• 本文:
####################

条件ごとに、条件に関連するフローにステップを追加します。デフォルトフローがある場合は、そのフローにステップを追加します。

その他のリソース

4.7.5. 上級の式ビルダーを使用した条件の指定

受信データを評価してインテグレーションの実行パスを決定する場合に、フローで Conditional Flows ステップを追加します。次の手順では、上級の式ビルダーを使用して Camel Simple 言語で条件式を指定する方法を説明します。

前提条件

  • プライマリーフローを作成または編集することになります。これがシンプルなインテグレーションである場合、最初と最後のコネクションが追加されている必要があります。
  • Conditional Flows ステップへの入力は、個別のメッセージである必要があります。インテグレーションビジュアリゼーションで、前のステップの Data Type(Collection) である場合、分割 ステップを追加します。
  • インテグレーションは、追加する Conditional Flows ステップにメッセージを渡します。このメッセージに含まれるフィールドを熟知している必要があります。
  • Camel Simple Expression 言語を熟知しているか、評価する条件の式がある必要があります。

手順

  1. インテグレーションビジュアライゼーションの、Conditional Flows ステップを追加する場所で PlusSignToAddStepOrConnection をクリックします。
  2. Conditional Flows をクリックします。
  3. Advanced expression builder エントリーで Select をクリックします。
  4. Configure Conditional Flows ページで、以下の条件を 1 つまたは複数定義します。

    1. 最初の When フィールドに Camel Simple 言語の条件式を入力します。式の左側は、${…} で囲まれた変数式でなければなりません。

      有効な式の例を次に示します。

      ${header.type} == 'note'
      ${body.title} contains 'Important'

      以下は、無効な式の例です。

      'note' == ${header.type}

      以下は、メッセージの本文に 160 より大きい pto フィールドが含まれている場合に true と評価される式を記述する方法を示す例です。

      ${body.pto} > 160

      この式が true に評価されると、インテグレーションはこの条件で作成および関連付けする条件付きフローを実行します。

      注記

      Conditional Flows ステップが以下のようなフローの 1 つにある場合は、式に追加のプロパティーを指定する必要があります。

      • API プロバイダーインテグレーションのオペレーションフロー。
      • Webhook コネクションで始まるシンプルなインテグレーション。

####################

• 記録データ:
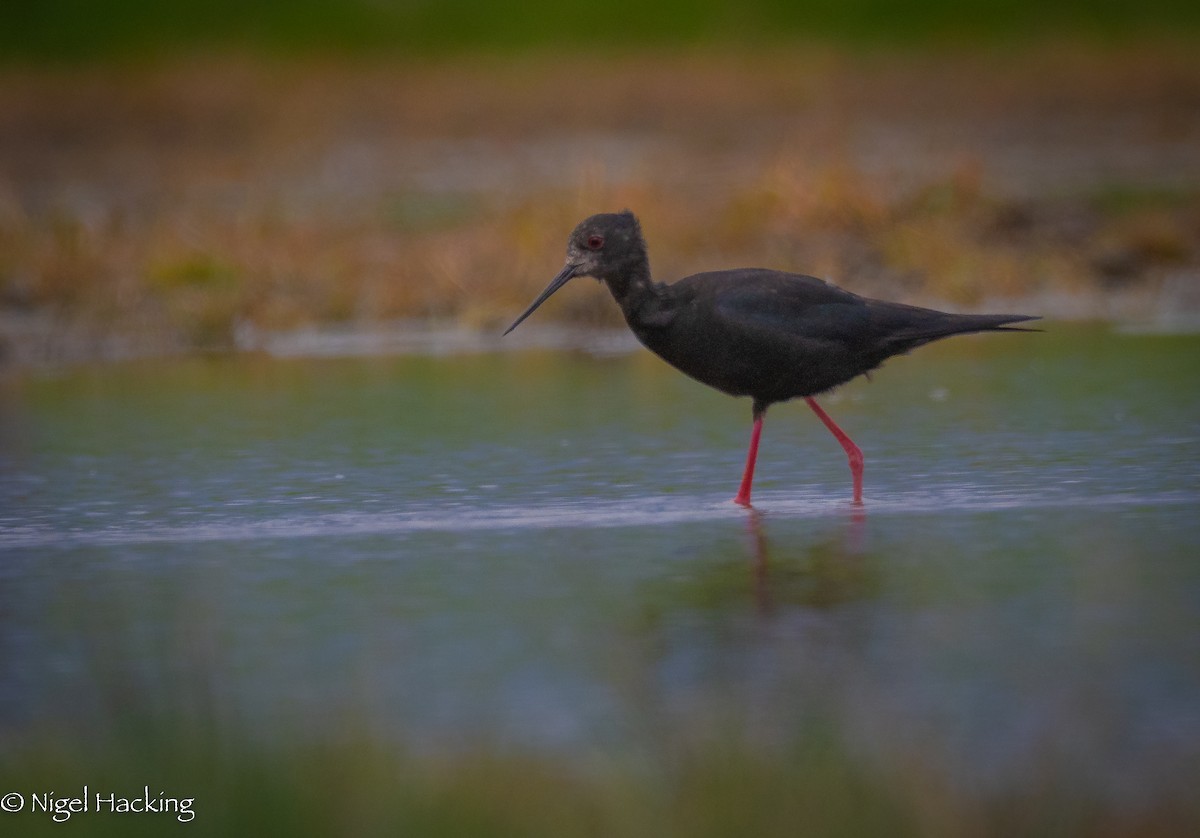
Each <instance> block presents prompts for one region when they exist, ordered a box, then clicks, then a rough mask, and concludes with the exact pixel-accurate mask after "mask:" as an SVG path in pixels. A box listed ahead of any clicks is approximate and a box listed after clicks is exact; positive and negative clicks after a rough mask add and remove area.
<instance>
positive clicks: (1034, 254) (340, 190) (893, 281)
mask: <svg viewBox="0 0 1200 838" xmlns="http://www.w3.org/2000/svg"><path fill="white" fill-rule="evenodd" d="M1198 23H1200V7H1198V6H1196V5H1195V4H1188V2H1174V1H1170V0H1153V1H1150V2H1139V4H1129V2H1118V1H1116V0H1109V1H1103V2H1082V1H1079V2H1075V1H1074V0H1072V1H1067V2H1051V4H1043V2H1032V1H1026V0H1009V1H1007V2H1006V1H1002V0H989V1H985V2H966V4H959V2H942V1H941V0H924V1H916V2H898V1H895V0H848V1H845V2H827V1H824V0H820V1H815V2H804V4H794V2H770V1H766V0H760V1H757V2H740V4H688V5H684V4H673V2H668V4H643V2H626V1H625V0H616V1H614V2H608V4H605V5H604V6H600V7H596V6H594V5H592V4H584V2H576V1H575V0H563V1H560V2H556V4H546V2H540V1H539V2H529V4H517V5H512V4H497V2H487V1H484V0H475V1H473V2H415V1H409V2H402V1H394V2H388V1H383V0H372V1H367V0H356V1H353V2H331V1H328V0H298V1H296V2H288V4H282V2H263V4H234V2H227V1H226V0H215V1H206V2H198V1H197V2H193V1H191V0H180V1H176V2H170V4H158V2H149V1H143V0H113V1H112V2H106V4H92V2H84V1H82V0H52V1H47V2H26V1H18V2H8V4H5V5H4V8H2V10H0V359H4V360H6V361H8V363H10V364H12V363H14V364H18V365H19V364H26V363H43V361H55V360H67V361H70V360H77V359H85V358H86V359H96V358H124V357H131V355H145V354H163V353H180V352H184V353H186V352H194V351H214V349H216V351H226V349H254V348H262V347H263V346H265V345H266V342H268V341H269V336H270V335H271V334H277V333H280V330H294V329H298V328H308V329H311V328H330V327H336V328H338V329H352V330H359V331H361V330H365V329H366V330H370V329H376V330H378V329H383V330H392V331H395V330H397V329H401V330H403V329H409V330H410V329H413V328H415V325H416V324H421V323H425V324H427V323H434V322H436V323H439V324H444V325H450V327H451V328H455V329H467V330H475V331H479V333H481V334H492V333H493V331H494V330H496V329H497V328H498V327H500V325H503V323H504V321H505V319H506V318H509V317H510V316H511V315H512V312H514V311H515V310H516V309H518V307H520V306H522V305H523V304H524V303H526V301H527V298H528V297H529V295H530V294H533V293H534V292H535V291H538V289H539V288H540V287H541V283H542V282H544V281H545V279H546V277H547V276H548V275H552V274H553V273H554V270H556V269H557V265H558V262H559V259H560V258H562V257H560V252H562V249H563V241H564V239H565V235H566V233H568V232H569V231H570V228H571V227H572V226H574V223H575V222H576V221H577V220H578V219H582V217H583V216H586V215H589V214H592V213H594V211H602V210H613V209H620V208H625V206H628V208H631V209H634V210H635V211H637V213H638V214H640V216H641V217H642V221H643V225H644V227H646V231H647V235H648V238H649V243H650V249H652V261H653V263H654V267H655V271H656V274H658V275H659V276H661V277H662V279H673V277H677V276H680V275H684V274H688V273H694V271H696V270H701V269H704V268H720V267H733V265H751V264H761V265H769V267H775V268H781V269H790V270H796V271H799V273H811V274H817V275H821V276H826V277H828V279H830V280H833V281H835V282H839V283H840V285H845V286H847V287H850V288H852V289H854V291H858V292H860V293H868V294H878V295H886V297H895V298H901V299H907V300H910V301H914V303H926V304H937V305H946V306H955V307H960V309H979V307H986V306H991V305H1024V306H1025V307H1030V309H1031V310H1037V311H1039V312H1040V313H1044V315H1057V316H1064V317H1122V318H1135V319H1147V321H1156V319H1162V318H1163V317H1169V318H1176V319H1178V317H1180V312H1183V313H1184V315H1186V316H1187V317H1192V315H1194V312H1195V311H1196V310H1200V300H1198V299H1196V298H1198V295H1200V292H1198V291H1196V285H1198V283H1196V281H1195V276H1196V271H1198V269H1200V199H1198V184H1200V162H1198V160H1196V157H1198V155H1195V154H1194V149H1195V148H1198V146H1200V115H1198V114H1200V108H1198V107H1196V102H1198V101H1200V59H1198V58H1196V54H1198V50H1196V49H1195V46H1196V37H1195V36H1196V32H1198V31H1200V30H1198ZM556 317H557V318H559V319H568V321H572V322H576V323H590V324H604V325H618V324H619V321H618V319H617V317H618V316H617V311H616V309H614V307H613V306H612V305H611V304H610V303H608V300H606V299H605V298H604V295H602V294H576V295H564V297H563V298H562V299H560V300H556V301H554V304H552V305H551V306H547V310H546V313H545V317H544V319H545V321H550V319H553V318H556Z"/></svg>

####################

• 演習の指示:
a) 本文によると、上級の式ビルダーでは条件式をどの言語で指定しますか。
b) 本文のうち「条件ごとに、条件に関連するフ」で始まり「Camel Simple 言語で条件式を指定する方法を説明します。」で終わる部分を、「デフォルトフロー」を「既定のフロー」に置き換えて書き直してください。
一覧は本文とは別の資料です。

• 期待される結果:
a) Camel Simple 言語で指定します。

b)
条件ごとに、条件に関連するフローにステップを追加します。既定のフローがある場合は、そのフローにステップを追加します。

その他のリソース

4.7.5. 上級の式ビルダーを使用した条件の指定

受信データを評価してインテグレーションの実行パスを決定する場合に、フローで Conditional Flows ステップを追加します。次の手順では、上級の式ビルダーを使用して Camel Simple 言語で条件式を指定する方法を説明します。